● WORK INSTRUCTIONS
Set down all of the records exactly, leaving none out.

● PROVIDED INFORMATION

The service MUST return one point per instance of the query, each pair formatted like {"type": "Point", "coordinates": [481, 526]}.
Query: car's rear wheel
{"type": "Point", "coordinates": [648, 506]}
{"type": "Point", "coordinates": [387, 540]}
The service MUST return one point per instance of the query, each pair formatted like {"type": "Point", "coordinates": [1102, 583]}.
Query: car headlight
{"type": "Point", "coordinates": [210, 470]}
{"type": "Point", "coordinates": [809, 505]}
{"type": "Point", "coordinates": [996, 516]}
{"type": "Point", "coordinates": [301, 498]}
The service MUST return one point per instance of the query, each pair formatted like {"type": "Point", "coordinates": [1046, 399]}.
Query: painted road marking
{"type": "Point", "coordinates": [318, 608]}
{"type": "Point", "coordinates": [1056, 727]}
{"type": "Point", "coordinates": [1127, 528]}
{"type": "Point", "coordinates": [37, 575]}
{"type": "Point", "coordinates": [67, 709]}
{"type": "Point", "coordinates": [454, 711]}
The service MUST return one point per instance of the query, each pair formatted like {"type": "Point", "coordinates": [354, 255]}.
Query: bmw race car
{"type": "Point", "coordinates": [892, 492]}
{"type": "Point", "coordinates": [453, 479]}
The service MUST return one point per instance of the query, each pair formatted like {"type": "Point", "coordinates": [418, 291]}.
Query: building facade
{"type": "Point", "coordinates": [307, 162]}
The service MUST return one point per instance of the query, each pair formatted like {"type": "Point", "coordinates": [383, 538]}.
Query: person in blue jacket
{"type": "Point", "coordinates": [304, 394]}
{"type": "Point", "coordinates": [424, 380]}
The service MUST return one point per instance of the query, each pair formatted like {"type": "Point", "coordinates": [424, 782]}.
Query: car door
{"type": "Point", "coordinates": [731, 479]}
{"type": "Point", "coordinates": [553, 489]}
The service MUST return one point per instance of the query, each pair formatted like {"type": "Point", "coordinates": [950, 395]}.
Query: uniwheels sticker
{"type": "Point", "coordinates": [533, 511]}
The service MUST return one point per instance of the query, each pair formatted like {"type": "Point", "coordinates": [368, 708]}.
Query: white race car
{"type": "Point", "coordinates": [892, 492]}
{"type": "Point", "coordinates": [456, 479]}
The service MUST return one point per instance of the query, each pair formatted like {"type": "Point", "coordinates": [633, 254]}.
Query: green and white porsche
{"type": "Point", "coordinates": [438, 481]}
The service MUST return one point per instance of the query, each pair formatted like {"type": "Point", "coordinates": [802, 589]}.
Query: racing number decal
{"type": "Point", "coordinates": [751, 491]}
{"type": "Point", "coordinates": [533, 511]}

● EXERCISE RESULT
The service MUST return one point per instance of the query, each pair formatted like {"type": "Point", "coordinates": [481, 526]}.
Query: car's rear wheel
{"type": "Point", "coordinates": [648, 506]}
{"type": "Point", "coordinates": [387, 540]}
The service MUST return one point per instance of the query, each pair formatted like {"type": "Point", "coordinates": [1102, 583]}.
Query: car headlight
{"type": "Point", "coordinates": [210, 470]}
{"type": "Point", "coordinates": [809, 505]}
{"type": "Point", "coordinates": [996, 516]}
{"type": "Point", "coordinates": [301, 498]}
The service MUST return one point per instance of the query, each pair formatted like {"type": "Point", "coordinates": [1046, 399]}.
Query: painted road marking
{"type": "Point", "coordinates": [318, 608]}
{"type": "Point", "coordinates": [1056, 727]}
{"type": "Point", "coordinates": [1127, 528]}
{"type": "Point", "coordinates": [37, 575]}
{"type": "Point", "coordinates": [67, 709]}
{"type": "Point", "coordinates": [454, 711]}
The service MUST return one point per instance of the query, each pair formatted like {"type": "Point", "coordinates": [354, 255]}.
Query: bmw race car
{"type": "Point", "coordinates": [892, 492]}
{"type": "Point", "coordinates": [453, 479]}
The service MUST return one point per instance of the query, each pair formatted like {"type": "Point", "coordinates": [418, 291]}.
Query: building facade
{"type": "Point", "coordinates": [307, 162]}
The service MUST return one point per instance of the query, each pair formatted like {"type": "Point", "coordinates": [383, 538]}.
Query: person in blue jacket
{"type": "Point", "coordinates": [304, 394]}
{"type": "Point", "coordinates": [424, 380]}
The service MUST return one point per instance of the query, each pair formatted like {"type": "Point", "coordinates": [424, 782]}.
Query: car door
{"type": "Point", "coordinates": [731, 479]}
{"type": "Point", "coordinates": [553, 489]}
The service MUST return one point per instance of the query, each pair formatted like {"type": "Point", "coordinates": [950, 395]}.
Query: uniwheels sticker
{"type": "Point", "coordinates": [533, 511]}
The service MUST return one point per instance of the query, each pair formatted like {"type": "Point", "coordinates": [368, 708]}.
Query: white race car
{"type": "Point", "coordinates": [892, 492]}
{"type": "Point", "coordinates": [456, 479]}
The service MUST return one point per instance of the query, each pair formatted like {"type": "Point", "coordinates": [633, 254]}.
Query: green and white porsche
{"type": "Point", "coordinates": [438, 481]}
The service MUST return one point per instance of the query, each pair formatted like {"type": "Point", "coordinates": [802, 589]}.
Query: racing number decal
{"type": "Point", "coordinates": [751, 491]}
{"type": "Point", "coordinates": [533, 511]}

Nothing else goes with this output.